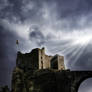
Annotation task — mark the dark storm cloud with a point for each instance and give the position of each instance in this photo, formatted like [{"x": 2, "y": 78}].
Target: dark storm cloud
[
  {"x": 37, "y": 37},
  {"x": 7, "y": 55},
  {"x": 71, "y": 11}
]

----

**WHAT IS BEING ASKED**
Give the lines of the rows above as a JSON list of strings, with one string per line and blank lines left out. Leave the pictures out of the list.

**TASK ANSWER**
[
  "Annotation task — mark the dark storm cloud with a point for each instance and give the position of each instance in this photo, formatted like [{\"x\": 2, \"y\": 78}].",
  "Target: dark storm cloud",
  "[",
  "  {\"x\": 37, \"y\": 37},",
  "  {\"x\": 7, \"y\": 55},",
  "  {\"x\": 71, \"y\": 11}",
  "]"
]